Como resolver: Segundo o texto selecionado, em que concelho fica o empreendimento "Zmar – Eco Experience"?

Por isso, o Presidente fez questão de frisar que em Portugal há dois milhões de pobres e que encarar o problema da pobreza deve ser prioritário —  o que faz da reconstrução social, sublinhou, uma prioridade ainda mais importante do que a reconstrução económica, quando o país recuperar da pandemia que veio pôr a nu uma série de “fragilidades”.

Outra das tensões que o caso veio trazer tem a ver com a polémica requisição civil do Governo das instalações do empreendimento “Zmar – Eco Experience”, no concelho de Odemira, que indignou os seus proprietários. Aqui, Marcelo tentou o equilíbrio, defendendo que é preciso manter “a preocupação com a saúde pública” ao mesmo tempo que “respeitando a situação de entidades, pessoas ou famílias que porventura habitem a área que ou vem a ser requisitada ou objeto de acordo”. “É um processo que tem vindo a mudar e a ser elaborado ao longo do tempo”.

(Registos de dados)
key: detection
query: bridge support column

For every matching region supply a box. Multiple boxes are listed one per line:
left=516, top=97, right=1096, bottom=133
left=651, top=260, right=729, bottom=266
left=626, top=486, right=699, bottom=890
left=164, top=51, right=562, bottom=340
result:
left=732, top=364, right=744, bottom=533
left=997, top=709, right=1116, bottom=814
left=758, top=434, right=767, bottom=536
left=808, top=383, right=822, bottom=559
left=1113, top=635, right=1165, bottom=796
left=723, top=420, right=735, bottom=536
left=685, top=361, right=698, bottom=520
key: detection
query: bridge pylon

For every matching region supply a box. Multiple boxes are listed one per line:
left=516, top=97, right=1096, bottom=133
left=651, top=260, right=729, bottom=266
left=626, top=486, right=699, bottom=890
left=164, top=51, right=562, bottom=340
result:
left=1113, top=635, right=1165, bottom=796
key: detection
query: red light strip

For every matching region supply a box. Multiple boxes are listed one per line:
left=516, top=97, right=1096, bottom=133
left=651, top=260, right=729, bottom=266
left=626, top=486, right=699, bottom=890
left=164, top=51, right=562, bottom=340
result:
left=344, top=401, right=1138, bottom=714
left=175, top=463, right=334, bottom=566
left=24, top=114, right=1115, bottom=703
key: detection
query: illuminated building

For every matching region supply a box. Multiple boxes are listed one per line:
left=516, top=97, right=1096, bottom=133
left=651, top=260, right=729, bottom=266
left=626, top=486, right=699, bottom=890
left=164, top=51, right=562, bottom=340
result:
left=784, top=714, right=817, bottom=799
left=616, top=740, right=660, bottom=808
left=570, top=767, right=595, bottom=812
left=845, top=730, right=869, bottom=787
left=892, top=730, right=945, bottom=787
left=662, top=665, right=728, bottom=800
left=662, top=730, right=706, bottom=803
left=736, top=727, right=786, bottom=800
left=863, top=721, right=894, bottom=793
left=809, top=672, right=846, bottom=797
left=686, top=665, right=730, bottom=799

Resposta esperada: No concelho de Odemira.